- [EXTRACT PROVIDED]:
++++

Benjamin Banneker: Quotes & Contributions

Instructor: Grace Pisano

Grace has a bachelor's degree in history and a master's degree in teaching. She previously taught high school in several states around the country.

Benjamin Banneker was a noteworthy African-American author and scientist in the 1700s. In this lesson, learn about his contributions and famous writings.

A Man of Many Accomplishments

Author, scientist, astronomer, mathematician, clock-maker, surveyor, etc. The list of titles and accomplishments of Benjamin Banneker is impressive for any person! However, if you consider that Banneker received minimal formal education and lived in a time where his race put limits on things he legally could and could not do, you cannot help but be impressed and wonder how he accomplished these things.

Let's spend some time talking about who Banneker was and what his greatest contributions were. Then, we'll look to his writings to try and get a glimpse of how his brain worked.

Who was Benjamin Banneker?

++++

- [DATA SECTION]:

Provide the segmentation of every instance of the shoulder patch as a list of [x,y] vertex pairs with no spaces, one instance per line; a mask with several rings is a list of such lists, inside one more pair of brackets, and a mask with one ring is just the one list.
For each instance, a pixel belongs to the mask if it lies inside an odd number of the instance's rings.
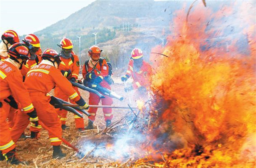
[[79,61],[76,61],[76,66],[77,67],[79,67],[79,65],[80,65],[80,62],[79,62]]

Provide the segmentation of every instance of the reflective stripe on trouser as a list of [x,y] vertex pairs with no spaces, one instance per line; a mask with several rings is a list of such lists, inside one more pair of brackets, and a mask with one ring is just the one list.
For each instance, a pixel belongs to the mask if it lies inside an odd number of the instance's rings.
[[[54,133],[54,135],[48,133],[50,139],[51,138],[56,138],[56,136],[61,137],[61,121],[58,117],[58,114],[53,106],[49,103],[50,98],[43,95],[30,95],[30,98],[35,108],[36,109],[39,121],[42,122],[46,126]],[[12,130],[12,136],[14,141],[17,140],[27,126],[29,123],[27,118],[27,115],[25,113],[21,112],[18,113],[15,124]],[[53,146],[59,145],[61,144],[61,141],[50,141],[51,144]]]
[[[78,89],[76,87],[73,87],[73,88],[75,89],[76,91],[78,93],[78,95],[80,96],[80,94]],[[54,89],[54,96],[58,98],[61,98],[65,101],[68,101],[68,96],[64,93],[58,87],[55,87]],[[73,100],[70,101],[71,103],[76,104],[76,102]],[[67,110],[61,110],[59,109],[56,109],[58,114],[61,116],[61,124],[64,125],[66,124],[67,120]],[[79,112],[80,113],[80,112]],[[74,115],[74,118],[75,118],[75,122],[76,123],[76,128],[84,128],[84,119],[82,118],[76,118],[75,117],[76,115]]]
[[[113,102],[112,98],[105,95],[105,98],[102,98],[102,105],[111,105]],[[89,97],[89,104],[91,105],[98,105],[100,101],[100,98],[97,95],[91,93],[90,93],[90,96]],[[90,107],[88,112],[91,114],[90,116],[88,118],[94,121],[95,120],[95,117],[96,116],[96,113],[97,112],[97,108]],[[105,121],[107,120],[111,120],[113,118],[113,115],[112,113],[112,109],[110,108],[103,108],[103,113],[104,114],[104,119]]]
[[14,149],[15,144],[11,137],[9,125],[6,122],[8,112],[0,107],[0,150],[6,154]]
[[9,104],[4,101],[3,101],[2,103],[3,104],[2,108],[3,108],[5,111],[8,113],[7,118],[8,119],[9,127],[12,128],[14,125],[16,115],[18,110],[12,107]]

++++

- [EXERCISES TO COMPLETE]:
**1)** What degrees does the instructor of the Banneker lesson hold?
**2)** Why does the Banneker lesson consider his list of accomplishments especially impressive?
**3)** Could you write the next part of the Banneker lesson, picking up after its heading "Who was Benjamin Banneker?"
The listing comes from a separate source unrelated to the Banneker lesson.

- [OUTPUTS BY TASK]:
**1)** A bachelor's degree in history and a master's degree in teaching.

**2)** Banneker received minimal formal education. He also lived at a time when his race limited what he could legally do.

**3)**
Benjamin Banneker, 1731 - 1806

Banneker was a free African-American born in Maryland in 1731. Banneker's father was a former slave and his mother was the daughter of a former indentured servant. Banneker never experienced slavery himself, since his parents were both free. However, this does not mean he had the same rights and freedoms of white people in the early eighteenth century. Banneker attended a Quaker school briefly, but was primarily self-taught.


Banneker had many contributions and notable achievements. These started on his family's farm, where he designed and created an irrigation system to water the family crops. While still young, Banneker also created a clock that is legendary for keeping accurate time for several decades, until it burned down in a fire after his death. Because of his reputation, Banneker was asked to help survey and zone land for Washington D.C. in 1791.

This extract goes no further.